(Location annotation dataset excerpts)
===============
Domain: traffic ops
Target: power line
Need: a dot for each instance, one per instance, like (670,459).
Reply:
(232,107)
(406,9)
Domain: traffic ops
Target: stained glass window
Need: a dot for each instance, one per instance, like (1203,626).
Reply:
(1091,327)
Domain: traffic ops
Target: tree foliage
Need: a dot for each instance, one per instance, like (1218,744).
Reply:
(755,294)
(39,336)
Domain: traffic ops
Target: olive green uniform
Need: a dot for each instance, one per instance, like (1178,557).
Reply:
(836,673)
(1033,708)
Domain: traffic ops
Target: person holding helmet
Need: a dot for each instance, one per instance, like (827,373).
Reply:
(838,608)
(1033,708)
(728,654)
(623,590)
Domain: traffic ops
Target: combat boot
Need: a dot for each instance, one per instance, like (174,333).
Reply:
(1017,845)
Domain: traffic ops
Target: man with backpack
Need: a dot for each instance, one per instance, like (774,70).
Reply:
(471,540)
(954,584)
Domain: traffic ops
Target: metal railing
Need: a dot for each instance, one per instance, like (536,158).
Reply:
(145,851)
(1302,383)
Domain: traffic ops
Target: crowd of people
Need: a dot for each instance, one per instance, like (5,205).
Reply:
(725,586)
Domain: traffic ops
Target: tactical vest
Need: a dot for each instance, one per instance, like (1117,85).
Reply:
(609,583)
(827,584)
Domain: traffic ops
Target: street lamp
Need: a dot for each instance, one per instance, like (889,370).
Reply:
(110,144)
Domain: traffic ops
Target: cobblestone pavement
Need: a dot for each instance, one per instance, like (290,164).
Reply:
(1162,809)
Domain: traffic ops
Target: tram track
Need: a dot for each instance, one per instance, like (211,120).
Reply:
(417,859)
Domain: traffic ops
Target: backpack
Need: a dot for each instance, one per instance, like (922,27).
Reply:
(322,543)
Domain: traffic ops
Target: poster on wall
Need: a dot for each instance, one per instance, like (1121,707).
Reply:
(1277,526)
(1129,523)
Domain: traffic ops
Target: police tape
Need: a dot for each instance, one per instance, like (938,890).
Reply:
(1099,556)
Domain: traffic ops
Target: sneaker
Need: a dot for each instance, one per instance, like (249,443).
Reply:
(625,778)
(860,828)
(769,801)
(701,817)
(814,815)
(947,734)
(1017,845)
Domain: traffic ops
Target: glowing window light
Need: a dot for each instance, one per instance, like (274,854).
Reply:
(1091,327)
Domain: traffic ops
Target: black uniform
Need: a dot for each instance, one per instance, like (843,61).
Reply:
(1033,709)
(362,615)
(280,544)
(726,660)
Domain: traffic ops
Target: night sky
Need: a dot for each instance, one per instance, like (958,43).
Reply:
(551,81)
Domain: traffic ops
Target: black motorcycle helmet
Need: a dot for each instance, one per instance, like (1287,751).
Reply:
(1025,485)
===============
Task prompt
Copy every line verbatim.

Solution to the exercise
Domain: traffic ops
Target: power line
Need: a dot for each instance, one per instance, like (670,459).
Reply:
(232,107)
(406,9)
Domain: traffic ops
Target: stained glass window
Need: a dot for each instance, one per instance, like (1203,626).
Reply:
(1091,327)
Domain: traffic ops
Target: tree foliage
Need: a dot for each instance, one per instance, like (1218,744).
Reply:
(755,294)
(39,336)
Domain: traffic ops
Target: olive green uniform
Need: a dot for each instance, one per instance, like (1178,557).
Reply:
(836,673)
(1033,708)
Domain: traffic ops
Target: person holding helmet
Need: a dot for each instance, one per instance, like (827,373).
Reply:
(838,608)
(1033,708)
(728,654)
(623,590)
Domain: traffic ops
Target: combat boot
Need: a dot for each instance, one per instance, like (174,333).
Reply:
(1017,845)
Domain: traffic ops
Target: man with backpack
Need: a dot for each instance, one per instance, like (774,70).
Reply:
(471,540)
(954,584)
Domain: traffic ops
Target: metal railing
Need: a dot for each instance, one per instance, like (536,158).
Reply:
(145,851)
(1302,383)
Domain: traffic ops
Target: crowd of people
Need: a dot for each instance, one per instance, like (5,205).
Reply:
(725,586)
Domain: traffic ops
Target: tactical vest
Need: a dot for each instance, one per instance, like (1117,85).
Reply:
(609,583)
(827,584)
Domain: traffic ops
Target: street lamp
Need: a dot for each instance, one per instance, like (889,370).
Reply:
(110,144)
Domain: traffic ops
Target: cobblestone pavement
Need: a dot for each instance, one per instance, like (290,164).
Reply:
(1162,809)
Domain: traffic ops
Target: tram track
Need: a dot for each instance, one per instance, like (211,120).
Reply:
(417,859)
Domain: traffic ops
Target: backpack
Need: a dot for each instance, one per instance, like (922,27).
Reply:
(322,543)
Domain: traffic ops
Target: poster on wall
Need: a dot for each instance, one per instance, like (1121,707).
Reply:
(1277,526)
(1129,523)
Domain: traffic ops
Target: police tape
Need: a dot for each instance, one per instance, like (938,890).
Reply:
(1099,556)
Domain: traffic ops
Target: sneaker
Need: a dot for each instance, one per instance, like (249,443).
Reply:
(625,778)
(860,828)
(769,801)
(701,817)
(814,815)
(947,734)
(1017,845)
Domain: traffic ops
Target: glowing window light
Need: a dot for each instance, one per instance, like (274,854).
Reply:
(1091,327)
Domain: traffic ops
Target: black uniform
Need: a dot for each instance, one per instance, like (843,61).
Reply:
(1033,709)
(362,615)
(280,544)
(726,660)
Domain: traffic ops
Target: night sky
Need: a dot for each instance, one per instance, like (958,43).
Reply:
(551,81)
Domain: traffic ops
Target: black motorcycle helmet
Need: a dot for each instance, one per instance, like (1287,751).
Reply:
(1025,485)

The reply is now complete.